• **What the task requires**: Please copy out all the data. Every detail stays the same.

Collected data:
◆ ◆ ◆
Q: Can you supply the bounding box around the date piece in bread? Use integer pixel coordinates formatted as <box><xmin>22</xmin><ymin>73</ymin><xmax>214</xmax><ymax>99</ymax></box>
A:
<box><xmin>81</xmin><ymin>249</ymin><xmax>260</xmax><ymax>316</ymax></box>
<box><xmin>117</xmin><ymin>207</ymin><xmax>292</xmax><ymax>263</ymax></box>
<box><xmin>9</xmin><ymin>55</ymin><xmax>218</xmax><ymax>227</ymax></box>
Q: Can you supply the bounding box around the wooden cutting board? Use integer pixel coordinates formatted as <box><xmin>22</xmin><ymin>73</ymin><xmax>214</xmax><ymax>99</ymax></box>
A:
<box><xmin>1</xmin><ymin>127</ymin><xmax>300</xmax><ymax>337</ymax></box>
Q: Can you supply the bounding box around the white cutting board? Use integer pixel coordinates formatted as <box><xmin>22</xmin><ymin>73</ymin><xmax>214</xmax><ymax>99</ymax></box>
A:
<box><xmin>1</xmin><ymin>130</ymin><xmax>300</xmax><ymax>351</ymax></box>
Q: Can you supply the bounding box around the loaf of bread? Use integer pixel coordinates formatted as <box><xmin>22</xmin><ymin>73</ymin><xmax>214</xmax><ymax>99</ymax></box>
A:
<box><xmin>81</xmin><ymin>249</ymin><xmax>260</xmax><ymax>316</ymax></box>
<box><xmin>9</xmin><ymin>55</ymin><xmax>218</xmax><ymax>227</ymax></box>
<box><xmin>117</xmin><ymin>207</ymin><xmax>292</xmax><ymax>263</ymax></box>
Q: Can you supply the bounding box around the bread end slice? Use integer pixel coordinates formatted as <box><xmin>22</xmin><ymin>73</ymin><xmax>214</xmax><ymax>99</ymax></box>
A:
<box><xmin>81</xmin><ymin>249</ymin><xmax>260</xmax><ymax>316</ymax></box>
◆ ◆ ◆
• **Task output**:
Q: Can you supply the bounding box around the date piece in bread? Use integer pixel coordinates formatted as <box><xmin>22</xmin><ymin>73</ymin><xmax>214</xmax><ymax>99</ymax></box>
A:
<box><xmin>81</xmin><ymin>249</ymin><xmax>260</xmax><ymax>316</ymax></box>
<box><xmin>117</xmin><ymin>207</ymin><xmax>292</xmax><ymax>263</ymax></box>
<box><xmin>9</xmin><ymin>55</ymin><xmax>218</xmax><ymax>227</ymax></box>
Q: Can you supply the bounding box around the wooden cutting board? Use integer pixel coordinates formatted as <box><xmin>22</xmin><ymin>73</ymin><xmax>214</xmax><ymax>99</ymax></box>
A:
<box><xmin>1</xmin><ymin>127</ymin><xmax>300</xmax><ymax>337</ymax></box>
Q: Can you supply the bounding box around the white cutting board? Use integer pixel coordinates formatted as <box><xmin>22</xmin><ymin>73</ymin><xmax>214</xmax><ymax>99</ymax></box>
A:
<box><xmin>1</xmin><ymin>130</ymin><xmax>300</xmax><ymax>351</ymax></box>
Q: Can you supply the bounding box around the loaf of bread? Use integer pixel coordinates formatted as <box><xmin>22</xmin><ymin>73</ymin><xmax>214</xmax><ymax>99</ymax></box>
A:
<box><xmin>81</xmin><ymin>249</ymin><xmax>260</xmax><ymax>316</ymax></box>
<box><xmin>9</xmin><ymin>55</ymin><xmax>218</xmax><ymax>227</ymax></box>
<box><xmin>117</xmin><ymin>207</ymin><xmax>292</xmax><ymax>263</ymax></box>
Q: Can you supply the bounding box around the bread end slice? Use integer pixel coordinates formatted as <box><xmin>22</xmin><ymin>73</ymin><xmax>214</xmax><ymax>99</ymax></box>
A:
<box><xmin>81</xmin><ymin>249</ymin><xmax>260</xmax><ymax>316</ymax></box>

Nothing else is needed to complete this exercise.